Texto del ejercicio
Son situaciones anómalas y paradójicas fruto del desarrollo de lo que desde mediados del siglo XIX denominamos Estado de Bienestar y que la actual crisis económica seguramente nos hará reconsiderar. Lo que debería ser un aparato administrativo ejemplar y diligente al servicio de la comunidad ha devenido, con el paso de los años, en una elefantiásica estructura funcionarial, ajena a los criterios de eficacia, rentabilidad y ahorro, que, escudada en conceptos injustos y discriminatorios como "derechos adquiridos" o "plaza en propiedad", han convertido al Estado en rehén de sus intereses y a los ciudadanos autónomos y clases trabajadoras en atemorizados patrocinadores de su privilegiado estatus. La coerción pasó del ámbito del señorío feudal al "imperio de la ley", dictado, regulado y administrado por sus grandes beneficiarios: los servidores públicos.

Consigna
Resume el texto del ejercicio en exactamente dos oraciones. El material no guarda relación alguna con el texto del ejercicio.

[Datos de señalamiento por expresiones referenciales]

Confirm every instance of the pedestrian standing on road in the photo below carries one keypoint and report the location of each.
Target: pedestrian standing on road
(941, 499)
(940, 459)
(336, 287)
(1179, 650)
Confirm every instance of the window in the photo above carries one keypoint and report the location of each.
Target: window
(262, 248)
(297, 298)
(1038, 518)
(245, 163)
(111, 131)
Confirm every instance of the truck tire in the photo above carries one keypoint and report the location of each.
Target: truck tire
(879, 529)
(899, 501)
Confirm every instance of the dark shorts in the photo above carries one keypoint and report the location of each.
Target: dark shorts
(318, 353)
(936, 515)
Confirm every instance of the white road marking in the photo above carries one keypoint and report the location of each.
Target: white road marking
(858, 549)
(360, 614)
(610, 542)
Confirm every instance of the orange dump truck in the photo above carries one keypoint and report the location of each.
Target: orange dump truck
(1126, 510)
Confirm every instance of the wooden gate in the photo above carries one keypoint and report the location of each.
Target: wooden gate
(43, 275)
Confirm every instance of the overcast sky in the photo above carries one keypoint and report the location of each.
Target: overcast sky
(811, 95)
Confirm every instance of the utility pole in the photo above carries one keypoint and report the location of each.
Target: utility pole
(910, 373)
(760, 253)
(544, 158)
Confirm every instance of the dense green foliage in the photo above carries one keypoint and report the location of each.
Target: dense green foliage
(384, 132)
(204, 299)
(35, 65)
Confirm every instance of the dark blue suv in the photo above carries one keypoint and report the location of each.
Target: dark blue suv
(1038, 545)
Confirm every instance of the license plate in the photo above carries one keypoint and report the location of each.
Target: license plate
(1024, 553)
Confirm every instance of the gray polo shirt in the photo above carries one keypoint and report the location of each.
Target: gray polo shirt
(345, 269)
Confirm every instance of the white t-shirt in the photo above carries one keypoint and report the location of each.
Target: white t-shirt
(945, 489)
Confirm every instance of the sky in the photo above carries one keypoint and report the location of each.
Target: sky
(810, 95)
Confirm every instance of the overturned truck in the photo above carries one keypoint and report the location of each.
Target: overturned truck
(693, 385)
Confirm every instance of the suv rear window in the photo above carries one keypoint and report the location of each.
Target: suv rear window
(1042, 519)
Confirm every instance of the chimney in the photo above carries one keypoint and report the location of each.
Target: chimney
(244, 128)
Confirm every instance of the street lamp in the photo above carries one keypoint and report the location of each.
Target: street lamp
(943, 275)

Tu respuesta
El desarrollo del Estado de Bienestar desde mediados del siglo XIX ha generado situaciones anómalas y paradójicas que la actual crisis económica seguramente hará reconsiderar. El aparato administrativo se ha convertido en una estructura funcionarial elefantiásica, ajena a la eficacia, la rentabilidad y el ahorro, que, escudada en los «derechos adquiridos» y la «plaza en propiedad», ha hecho del Estado un rehén de sus intereses y de los ciudadanos autónomos y las clases trabajadoras unos atemorizados patrocinadores de su estatus, mientras la coerción pasaba al «imperio de la ley» administrado por los servidores públicos.